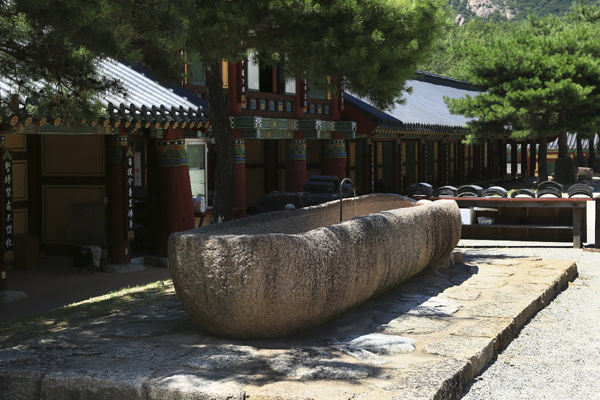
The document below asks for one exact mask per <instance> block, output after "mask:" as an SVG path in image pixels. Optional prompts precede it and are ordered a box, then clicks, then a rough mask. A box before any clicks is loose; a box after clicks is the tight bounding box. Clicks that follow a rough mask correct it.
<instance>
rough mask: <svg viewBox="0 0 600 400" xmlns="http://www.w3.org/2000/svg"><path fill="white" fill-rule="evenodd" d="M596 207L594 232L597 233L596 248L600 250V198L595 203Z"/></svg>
mask: <svg viewBox="0 0 600 400" xmlns="http://www.w3.org/2000/svg"><path fill="white" fill-rule="evenodd" d="M595 205H596V216H595V218H594V220H595V222H594V231H595V233H596V234H595V235H594V236H595V237H594V241H595V242H596V243H595V247H596V248H597V249H600V197H597V198H596V201H595Z"/></svg>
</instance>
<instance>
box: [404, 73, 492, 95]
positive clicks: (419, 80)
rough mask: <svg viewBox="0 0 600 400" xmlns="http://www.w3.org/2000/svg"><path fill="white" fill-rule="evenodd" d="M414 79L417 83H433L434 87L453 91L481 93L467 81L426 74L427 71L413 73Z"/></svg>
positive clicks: (433, 74)
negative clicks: (426, 82)
mask: <svg viewBox="0 0 600 400" xmlns="http://www.w3.org/2000/svg"><path fill="white" fill-rule="evenodd" d="M414 79H415V80H417V81H421V82H428V83H433V84H436V85H444V86H449V87H453V88H455V89H463V90H470V91H481V89H480V88H478V87H477V86H475V85H473V84H472V83H469V82H467V81H463V80H460V79H456V78H452V77H450V76H444V75H438V74H435V73H433V72H427V71H422V70H417V72H416V73H415V78H414Z"/></svg>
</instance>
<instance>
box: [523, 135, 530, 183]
mask: <svg viewBox="0 0 600 400" xmlns="http://www.w3.org/2000/svg"><path fill="white" fill-rule="evenodd" d="M521 176H530V175H529V157H528V154H527V141H523V142H521Z"/></svg>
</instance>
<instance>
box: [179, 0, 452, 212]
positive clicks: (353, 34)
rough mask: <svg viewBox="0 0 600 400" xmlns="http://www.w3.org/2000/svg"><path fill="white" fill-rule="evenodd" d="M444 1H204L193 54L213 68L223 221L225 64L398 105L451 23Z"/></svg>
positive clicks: (215, 115) (196, 2)
mask: <svg viewBox="0 0 600 400" xmlns="http://www.w3.org/2000/svg"><path fill="white" fill-rule="evenodd" d="M442 3H443V2H442V1H439V0H424V1H417V0H396V1H391V0H389V1H379V0H353V1H346V0H335V1H317V0H268V1H267V0H265V1H260V2H249V1H245V0H240V1H227V2H205V1H197V2H195V3H194V4H193V6H192V8H191V10H193V11H192V12H189V13H188V14H189V23H188V24H189V25H188V26H189V36H188V39H187V45H186V47H187V48H188V49H193V50H194V51H196V52H197V53H198V54H199V57H200V60H201V62H202V64H203V65H204V66H205V67H206V77H205V79H206V84H207V88H208V102H209V106H210V110H209V118H210V120H211V125H212V129H213V132H214V135H215V141H216V146H217V163H216V173H217V175H216V179H215V209H214V211H213V213H214V217H215V218H220V219H223V220H228V219H231V218H232V209H233V144H232V141H233V136H232V132H231V127H230V123H229V119H228V117H227V108H226V106H225V103H224V101H223V95H222V89H221V88H222V85H221V78H220V75H219V71H220V68H221V67H220V66H221V60H223V59H227V60H228V61H230V62H234V63H235V62H239V61H240V60H242V59H244V58H246V57H249V56H255V57H259V58H260V60H261V63H266V64H271V65H277V66H278V67H280V68H281V69H282V70H283V71H284V73H285V74H286V75H287V76H288V77H303V76H322V77H325V76H331V77H333V80H334V82H337V83H338V85H337V87H336V88H334V89H337V90H338V91H341V90H344V89H347V90H352V91H353V92H354V93H356V94H358V95H359V96H363V97H366V98H369V99H371V100H372V101H373V103H374V104H377V105H378V106H380V107H387V106H389V105H391V104H392V103H393V102H395V101H398V100H399V99H400V97H401V95H402V91H403V90H405V89H406V87H405V81H406V80H407V79H409V78H410V77H412V76H413V74H414V71H415V68H416V65H417V63H418V62H419V61H420V60H421V59H423V57H424V56H425V55H426V53H427V50H428V48H429V47H430V45H431V43H432V41H433V39H434V38H436V35H438V34H439V32H440V30H441V28H442V27H443V25H444V21H445V12H444V10H443V8H442Z"/></svg>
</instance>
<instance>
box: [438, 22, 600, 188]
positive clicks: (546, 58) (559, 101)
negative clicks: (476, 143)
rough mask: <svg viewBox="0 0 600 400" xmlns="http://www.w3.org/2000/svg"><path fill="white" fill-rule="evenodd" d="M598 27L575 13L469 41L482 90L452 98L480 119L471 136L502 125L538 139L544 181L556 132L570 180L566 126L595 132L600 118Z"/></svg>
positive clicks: (541, 169)
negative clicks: (455, 97)
mask: <svg viewBox="0 0 600 400" xmlns="http://www.w3.org/2000/svg"><path fill="white" fill-rule="evenodd" d="M598 33H600V32H599V30H598V27H597V26H596V24H594V23H583V22H582V21H574V20H573V19H572V17H565V18H558V17H546V18H543V19H534V18H530V19H529V20H527V21H524V22H521V23H520V24H518V25H515V29H514V30H512V31H508V32H506V33H505V34H504V35H502V36H499V37H494V38H492V37H488V38H486V39H487V40H486V41H482V42H479V43H475V44H469V43H466V44H465V47H464V54H465V55H466V60H467V62H466V64H465V65H464V68H465V74H467V75H469V76H471V77H472V82H473V83H475V84H476V85H478V86H480V87H481V88H483V90H484V92H482V93H481V94H480V95H479V96H476V97H467V98H464V99H458V100H450V99H449V100H448V104H449V106H450V108H451V110H452V111H453V112H455V113H461V114H464V115H467V116H469V117H472V118H477V119H476V120H474V121H473V122H471V123H470V124H469V125H470V127H471V129H472V132H473V134H472V135H471V137H470V140H474V141H478V140H482V139H485V138H486V137H489V136H490V135H495V134H502V133H506V132H505V131H504V129H503V128H504V127H505V126H512V127H513V129H512V131H511V133H510V134H511V136H512V137H513V138H515V139H524V138H528V137H535V138H538V139H540V164H539V165H540V170H539V171H540V172H539V174H540V176H539V179H540V180H546V179H547V168H546V159H545V154H546V148H545V145H546V142H547V139H548V137H551V136H559V139H560V140H559V144H560V145H559V162H558V164H557V178H558V179H559V180H563V181H571V180H572V179H573V176H574V174H573V172H572V169H573V165H572V160H571V159H570V158H568V156H567V149H566V141H565V140H566V133H567V132H568V131H570V132H582V134H585V133H586V132H593V131H594V129H595V127H596V126H597V125H598V122H600V121H599V120H598V115H599V113H598V110H600V97H599V94H600V92H599V91H598V89H597V88H600V63H599V61H598V60H599V58H598V51H600V41H599V39H598ZM561 167H562V172H564V173H563V174H562V175H561Z"/></svg>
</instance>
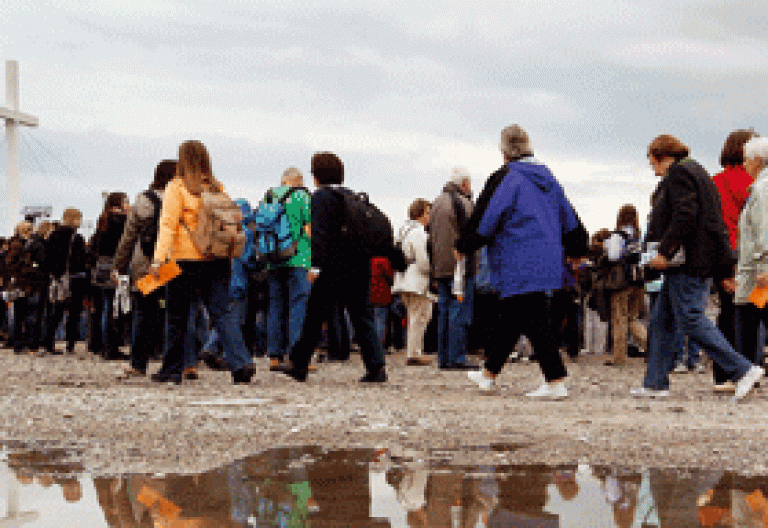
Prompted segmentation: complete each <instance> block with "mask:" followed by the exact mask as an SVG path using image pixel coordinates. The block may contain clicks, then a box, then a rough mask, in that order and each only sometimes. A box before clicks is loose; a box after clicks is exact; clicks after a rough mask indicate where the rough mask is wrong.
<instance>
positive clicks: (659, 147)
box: [648, 134, 689, 161]
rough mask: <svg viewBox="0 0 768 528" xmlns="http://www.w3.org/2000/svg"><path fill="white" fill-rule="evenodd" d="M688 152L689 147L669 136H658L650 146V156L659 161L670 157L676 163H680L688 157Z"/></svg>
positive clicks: (679, 141) (648, 153)
mask: <svg viewBox="0 0 768 528" xmlns="http://www.w3.org/2000/svg"><path fill="white" fill-rule="evenodd" d="M688 152H689V150H688V147H687V146H685V145H684V144H683V142H682V141H680V140H679V139H677V138H676V137H675V136H670V135H669V134H662V135H661V136H658V137H657V138H656V139H654V140H653V141H651V144H650V145H648V155H649V156H653V157H654V158H655V159H657V160H661V159H662V158H666V157H667V156H670V157H672V158H675V160H676V161H680V160H681V159H683V158H685V157H687V156H688Z"/></svg>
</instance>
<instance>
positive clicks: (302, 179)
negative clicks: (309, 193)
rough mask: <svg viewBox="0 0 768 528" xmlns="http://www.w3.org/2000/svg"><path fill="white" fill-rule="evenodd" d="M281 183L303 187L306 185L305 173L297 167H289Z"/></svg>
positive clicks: (287, 185) (284, 173) (282, 184)
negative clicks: (304, 185)
mask: <svg viewBox="0 0 768 528" xmlns="http://www.w3.org/2000/svg"><path fill="white" fill-rule="evenodd" d="M280 184H281V185H284V186H295V187H301V186H303V185H304V174H302V173H301V171H300V170H299V169H297V168H296V167H288V168H287V169H285V172H284V173H283V176H282V177H281V178H280Z"/></svg>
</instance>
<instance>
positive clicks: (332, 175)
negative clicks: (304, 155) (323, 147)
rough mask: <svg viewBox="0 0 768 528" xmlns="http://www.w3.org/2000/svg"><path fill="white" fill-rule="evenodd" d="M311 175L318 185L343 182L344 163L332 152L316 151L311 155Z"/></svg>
mask: <svg viewBox="0 0 768 528" xmlns="http://www.w3.org/2000/svg"><path fill="white" fill-rule="evenodd" d="M312 175H313V176H314V177H315V179H316V180H317V183H318V184H320V185H327V184H329V183H337V184H338V183H344V164H343V163H342V162H341V160H340V159H339V157H338V156H337V155H336V154H334V153H333V152H316V153H315V155H314V156H312Z"/></svg>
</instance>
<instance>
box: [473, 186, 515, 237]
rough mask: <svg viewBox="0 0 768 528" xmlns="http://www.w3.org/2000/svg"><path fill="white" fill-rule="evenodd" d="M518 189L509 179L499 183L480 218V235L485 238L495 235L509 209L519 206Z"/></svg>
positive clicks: (477, 232)
mask: <svg viewBox="0 0 768 528" xmlns="http://www.w3.org/2000/svg"><path fill="white" fill-rule="evenodd" d="M517 191H518V189H517V186H513V185H512V184H511V183H510V182H509V181H508V180H505V181H504V182H502V184H501V185H499V187H498V190H497V192H495V193H494V194H493V197H492V198H491V201H490V202H489V203H488V207H487V209H486V210H485V214H483V218H482V220H480V225H479V226H478V228H477V234H478V235H480V236H482V237H485V238H491V237H492V236H493V234H494V233H495V232H496V230H497V229H498V226H499V223H500V222H501V219H502V218H503V216H504V215H505V214H506V213H507V211H508V210H510V209H511V210H514V209H515V208H516V207H517Z"/></svg>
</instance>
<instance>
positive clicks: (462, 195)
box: [443, 182, 472, 200]
mask: <svg viewBox="0 0 768 528" xmlns="http://www.w3.org/2000/svg"><path fill="white" fill-rule="evenodd" d="M443 192H447V193H457V194H460V195H462V196H464V197H465V198H469V199H470V200H471V199H472V197H471V196H467V194H466V193H464V192H462V191H461V187H459V186H458V185H456V184H455V183H453V182H448V183H446V184H445V187H443Z"/></svg>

Assignment – There is a run of lines above from the one with "positive clicks: (433, 74)" to the one with "1H204L193 54L213 68L223"; print exactly that run, both ends included, and nothing else.

Answer to this task –
positive clicks: (433, 74)
negative clicks: (426, 82)
mask: <svg viewBox="0 0 600 400" xmlns="http://www.w3.org/2000/svg"><path fill="white" fill-rule="evenodd" d="M414 79H415V80H417V81H421V82H428V83H433V84H436V85H444V86H449V87H453V88H455V89H463V90H470V91H481V89H480V88H478V87H477V86H475V85H473V84H472V83H469V82H467V81H463V80H460V79H456V78H452V77H450V76H444V75H438V74H435V73H433V72H427V71H422V70H417V72H416V73H415V78H414Z"/></svg>
</instance>
<instance>
box: [523, 135, 530, 183]
mask: <svg viewBox="0 0 600 400" xmlns="http://www.w3.org/2000/svg"><path fill="white" fill-rule="evenodd" d="M521 176H530V175H529V157H528V154H527V141H523V142H521Z"/></svg>
</instance>
<instance>
box: [179, 0, 452, 212]
positive clicks: (353, 34)
rough mask: <svg viewBox="0 0 600 400" xmlns="http://www.w3.org/2000/svg"><path fill="white" fill-rule="evenodd" d="M444 1H204L193 54L213 68L223 221L225 64L398 105L451 23Z"/></svg>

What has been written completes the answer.